***** Document text

Researchers at the Keck School of Medicine of the University of Southern California (USC) have identified a key mechanism that causes chromosomes within blood cells to break - an occurrence that marks the first step in the development of human lymphoma.
The study provides researchers with the clearest insight yet into why these breakages - called chromosomal translocations - occur at a specific points in the chromosome, says principal investigator Michael R. Lieber, M.D., Ph.D., Rita and Edward Polusky Professor in Basic Cancer Research at the Keck School of Medicine.
The study appears as the featured cover article in the June 12 issue of the journal Molecular Cell. The study is the second led by Lieber to appear on the cover of a Cell journal in the past six months.
"The new findings go to the heart of why cancers begin. This is an opportunity to see the very beginning step of human lymphoma," Lieber says. "With this information, we can now begin to look at ways to interfere with this process in order to stop the lymphoma and to develop more targeted therapies for treatment."
There are two types of lymphoma: B cell lymphomas and T cell lymphomas. Both B cells and T cells perform vital functions in the immune system by creating antibodies and destroying virus-infected cells. However, the beginning point, or inception, of most human lymphomas occurs when two chromosomes break and the resulting fragments are reassembled in an exchange.
Researchers specifically looked at T cell acute lymphoblastic lymphomas (ALL). ALL accounts for half of all childhood cancers under the age of five, and T cell ALL represents about 10 percent of ALL. The USC scientists identified a specific enzyme known as the RAG complex that occasionally cuts the chromosome at an off-target site, causing lymphocyte (blood) cells to proliferate uncontrollably.
They showed that the RAG complex selects the wrong target largely because the proteins in which the wrong chromosome is wrapped (called chromatin) lures the RAG complex to the wrong site.

**********
***** Supplied entries

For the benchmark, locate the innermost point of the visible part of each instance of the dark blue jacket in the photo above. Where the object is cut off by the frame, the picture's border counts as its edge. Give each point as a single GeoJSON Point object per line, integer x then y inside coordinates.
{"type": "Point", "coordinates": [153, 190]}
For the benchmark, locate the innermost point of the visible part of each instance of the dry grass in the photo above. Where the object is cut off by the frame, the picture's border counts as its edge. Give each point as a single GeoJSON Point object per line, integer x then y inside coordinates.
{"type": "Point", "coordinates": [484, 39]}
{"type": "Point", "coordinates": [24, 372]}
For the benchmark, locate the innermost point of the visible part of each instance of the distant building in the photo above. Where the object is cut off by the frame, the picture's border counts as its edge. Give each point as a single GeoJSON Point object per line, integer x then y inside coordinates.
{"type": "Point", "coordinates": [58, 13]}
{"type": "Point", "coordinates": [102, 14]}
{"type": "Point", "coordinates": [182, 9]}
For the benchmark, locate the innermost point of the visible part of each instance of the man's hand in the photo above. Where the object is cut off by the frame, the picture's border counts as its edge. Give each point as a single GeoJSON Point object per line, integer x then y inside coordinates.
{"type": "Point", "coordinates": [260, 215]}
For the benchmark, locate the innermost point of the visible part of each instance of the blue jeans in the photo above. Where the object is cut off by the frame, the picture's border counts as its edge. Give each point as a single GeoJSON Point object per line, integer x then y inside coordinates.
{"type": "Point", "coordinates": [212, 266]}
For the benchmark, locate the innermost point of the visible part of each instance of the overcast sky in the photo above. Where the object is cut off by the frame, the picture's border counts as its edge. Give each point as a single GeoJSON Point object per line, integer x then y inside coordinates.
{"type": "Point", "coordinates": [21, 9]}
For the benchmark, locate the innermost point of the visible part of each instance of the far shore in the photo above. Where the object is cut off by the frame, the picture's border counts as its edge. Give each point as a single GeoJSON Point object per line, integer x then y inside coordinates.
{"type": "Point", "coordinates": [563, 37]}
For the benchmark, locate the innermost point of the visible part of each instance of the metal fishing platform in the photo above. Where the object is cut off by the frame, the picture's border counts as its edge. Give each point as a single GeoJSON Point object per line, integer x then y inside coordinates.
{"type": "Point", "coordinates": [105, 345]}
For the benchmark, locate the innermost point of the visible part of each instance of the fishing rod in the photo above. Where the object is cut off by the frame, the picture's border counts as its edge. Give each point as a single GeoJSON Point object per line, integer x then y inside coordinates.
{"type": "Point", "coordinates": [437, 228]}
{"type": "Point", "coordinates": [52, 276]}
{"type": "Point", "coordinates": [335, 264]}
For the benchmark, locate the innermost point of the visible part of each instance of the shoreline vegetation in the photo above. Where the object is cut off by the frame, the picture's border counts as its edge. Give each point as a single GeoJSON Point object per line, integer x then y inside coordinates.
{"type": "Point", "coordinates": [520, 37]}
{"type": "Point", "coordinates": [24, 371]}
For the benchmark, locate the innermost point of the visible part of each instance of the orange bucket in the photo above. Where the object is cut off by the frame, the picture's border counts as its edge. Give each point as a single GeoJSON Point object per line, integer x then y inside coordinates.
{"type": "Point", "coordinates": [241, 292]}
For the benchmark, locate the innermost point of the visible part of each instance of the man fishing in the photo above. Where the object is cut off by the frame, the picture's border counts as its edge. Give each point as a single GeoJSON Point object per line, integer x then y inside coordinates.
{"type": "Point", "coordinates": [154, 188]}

**********

Answer these questions from the lymphoma article above, one line each:
(a) In which journal and issue did the study appear as the featured cover article?
(b) About what percentage of ALL does T cell ALL represent?
(c) What enzyme did the USC scientists identify as occasionally cutting the chromosome at an off-target site?

**Solution for this exercise**:
(a) The June 12 issue of Molecular Cell.
(b) About 10 percent.
(c) The RAG complex.